:: SUPPLIED RECORDS

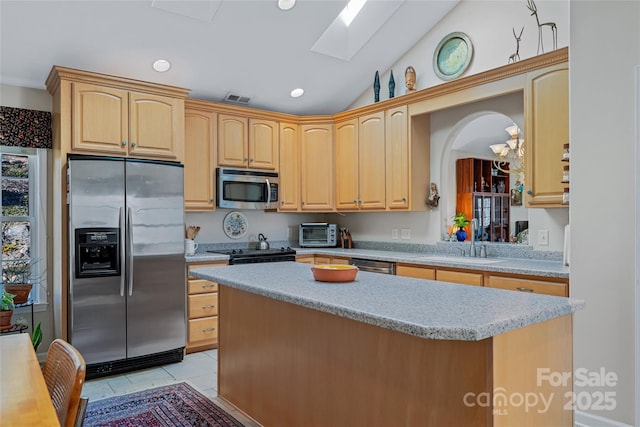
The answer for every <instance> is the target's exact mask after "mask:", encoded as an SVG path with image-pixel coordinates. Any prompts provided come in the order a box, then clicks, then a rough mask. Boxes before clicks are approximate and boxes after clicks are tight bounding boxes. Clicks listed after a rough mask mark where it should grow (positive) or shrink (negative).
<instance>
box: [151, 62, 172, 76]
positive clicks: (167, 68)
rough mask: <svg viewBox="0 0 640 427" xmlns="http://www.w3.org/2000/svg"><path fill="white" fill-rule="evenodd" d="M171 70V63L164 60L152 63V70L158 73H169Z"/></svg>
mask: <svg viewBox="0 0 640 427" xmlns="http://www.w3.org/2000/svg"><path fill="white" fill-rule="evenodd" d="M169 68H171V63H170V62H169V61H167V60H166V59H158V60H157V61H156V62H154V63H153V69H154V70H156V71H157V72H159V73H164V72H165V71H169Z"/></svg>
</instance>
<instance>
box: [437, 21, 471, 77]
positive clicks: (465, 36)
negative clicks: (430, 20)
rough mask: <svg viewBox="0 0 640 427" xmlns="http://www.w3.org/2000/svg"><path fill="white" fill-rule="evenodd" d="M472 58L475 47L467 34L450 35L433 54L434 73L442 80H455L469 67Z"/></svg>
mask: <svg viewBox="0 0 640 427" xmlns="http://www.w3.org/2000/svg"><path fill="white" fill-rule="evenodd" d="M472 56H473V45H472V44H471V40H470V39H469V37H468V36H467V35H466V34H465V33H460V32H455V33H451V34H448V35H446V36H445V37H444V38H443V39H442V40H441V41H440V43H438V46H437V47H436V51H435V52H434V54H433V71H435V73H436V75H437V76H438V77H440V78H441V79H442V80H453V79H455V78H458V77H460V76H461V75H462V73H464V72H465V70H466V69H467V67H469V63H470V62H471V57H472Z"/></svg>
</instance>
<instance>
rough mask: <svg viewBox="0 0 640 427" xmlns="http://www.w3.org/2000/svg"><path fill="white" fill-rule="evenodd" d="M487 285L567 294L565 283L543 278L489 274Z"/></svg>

::::

▸ **EXERCISE BRIEF**:
Nothing should appear in the reply except the lines from the start of the listing above through the line with "positive clicks: (167, 68)", repeated exactly and free of pictures.

▸ **SOLUTION TO THE PROBLEM**:
The answer for every <instance> is the target's exact mask after "mask:", encoded as an SVG path with image-pixel coordinates. Any prompts provided come in the order a box, then clicks, then a rough mask. Boxes before clicks are approximate and boxes after clicks are tight bounding boxes. Clicks listed after a rough mask mark where it should grow (positive) or shrink (negative).
<instance>
box: [151, 62, 172, 76]
positive clicks: (167, 68)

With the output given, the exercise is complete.